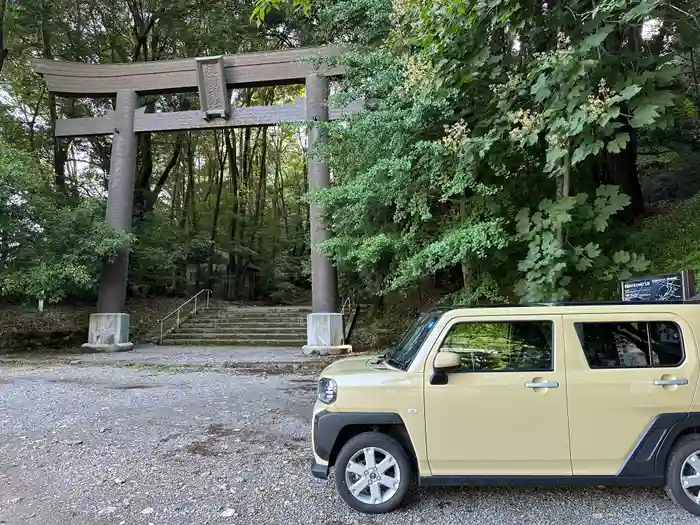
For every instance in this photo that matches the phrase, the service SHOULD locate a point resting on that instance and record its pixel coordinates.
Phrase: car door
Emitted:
(492, 418)
(622, 371)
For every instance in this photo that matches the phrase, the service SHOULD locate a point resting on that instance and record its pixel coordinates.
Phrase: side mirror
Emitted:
(445, 362)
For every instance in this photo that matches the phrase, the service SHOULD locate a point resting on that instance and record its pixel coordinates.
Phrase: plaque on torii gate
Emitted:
(213, 78)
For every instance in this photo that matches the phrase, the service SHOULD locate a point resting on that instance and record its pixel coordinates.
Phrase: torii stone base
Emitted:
(109, 333)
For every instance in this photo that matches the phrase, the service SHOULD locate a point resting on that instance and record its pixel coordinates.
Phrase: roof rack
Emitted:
(694, 300)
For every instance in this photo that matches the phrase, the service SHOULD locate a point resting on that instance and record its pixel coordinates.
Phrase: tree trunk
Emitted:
(220, 184)
(3, 49)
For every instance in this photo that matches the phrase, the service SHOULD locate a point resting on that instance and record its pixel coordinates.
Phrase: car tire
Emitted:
(680, 463)
(383, 489)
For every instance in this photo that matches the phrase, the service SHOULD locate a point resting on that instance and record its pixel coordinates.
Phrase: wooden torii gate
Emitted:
(212, 78)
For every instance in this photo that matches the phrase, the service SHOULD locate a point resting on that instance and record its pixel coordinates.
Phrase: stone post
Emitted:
(109, 327)
(325, 333)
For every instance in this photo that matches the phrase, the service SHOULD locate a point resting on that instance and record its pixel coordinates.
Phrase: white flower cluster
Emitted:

··········

** Exercise task **
Copy the records above exactly, leaving out every picture.

** Result of the task **
For every instance in this photo that matches the phrase, the service SHOULD locate a point resting on that instance and record its pixel coordinates.
Phrase: car door
Emitted:
(492, 418)
(622, 371)
For every instance in this photo that matches the phrase, the service SHOULD locate a point resting on that instance and record its pixel coordinates.
Phrase: side mirror
Emitted:
(445, 362)
For every instance in this photo that matches the phrase, the service SHOULD locate a point resting on that instance and record its pixel coordinates.
Phrase: plaque on torii gate
Emitted:
(213, 78)
For every instance in this photo that matches the phrase, the service SHOULD locate a point resting on that instance and record its pixel coordinates.
Phrase: torii stone base
Emitted:
(109, 333)
For every instance in this photo that matches the phrase, the service SHOULD locate a point resting on that instance and record its pixel coordinates.
Phrase: roof rack
Emitted:
(694, 300)
For every instance in this photo that matches the phrase, the service SHOULD locate a point resting on that instance and record its pixel coordinates.
Phrase: tree trunk
Emitted:
(220, 184)
(3, 49)
For every instance in this photo that matches the phrase, the service SHOULD locate a point resting on that instance and record its pixel coordinates.
Phrase: car tire
Emitted:
(680, 463)
(383, 489)
For every instance in this photo that matches the phrase, the service SHOULD locate a point resting on that instance and record its pixel coordinates.
Phrase: wooden torii gate
Emitted:
(212, 78)
For every instance in this photo that matches the phrase, the service SHOULD locate a point resting on that instance and record its pixel coordinates.
Phrase: stone post
Emitted:
(109, 327)
(325, 333)
For every instance in this photo that matches the phrase, the service SHOULD locate a point resting on that instance and record its pixel coordinates.
Phrase: white flower cluster
Emitted:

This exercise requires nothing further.